*Your instructions*:
Pick out every line of the material that contains the string "locate" and copy each one. Match the case exactly.

*Entries supplied*:

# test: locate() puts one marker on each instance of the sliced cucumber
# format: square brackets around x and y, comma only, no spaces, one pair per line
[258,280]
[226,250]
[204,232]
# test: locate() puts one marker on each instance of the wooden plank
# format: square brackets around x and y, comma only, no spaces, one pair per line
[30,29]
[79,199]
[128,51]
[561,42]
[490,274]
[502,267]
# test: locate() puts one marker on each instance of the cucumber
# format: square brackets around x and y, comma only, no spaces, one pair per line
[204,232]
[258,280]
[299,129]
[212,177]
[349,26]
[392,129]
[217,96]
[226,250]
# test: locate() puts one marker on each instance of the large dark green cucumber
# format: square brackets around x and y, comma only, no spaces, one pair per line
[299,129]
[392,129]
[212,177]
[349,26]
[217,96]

* * *

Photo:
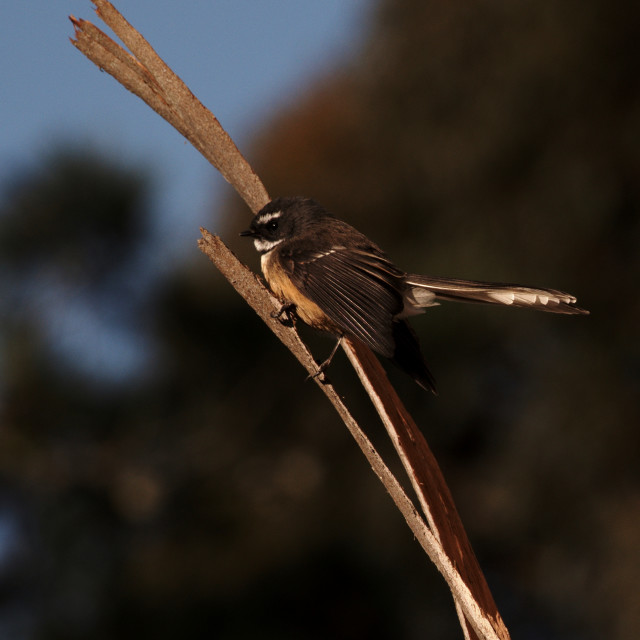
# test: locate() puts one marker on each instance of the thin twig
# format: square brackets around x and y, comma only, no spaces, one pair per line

*In response*:
# test: locate() puts one marker on each instance of the sliced cucumber
# test: locate() puts one marker on each instance of the wooden plank
# test: locate() puts one marker on each instance of the cucumber
# test: locate() puts one marker on each instance of the large dark green cucumber
# test: locate() puts one marker on each instance of the thin twig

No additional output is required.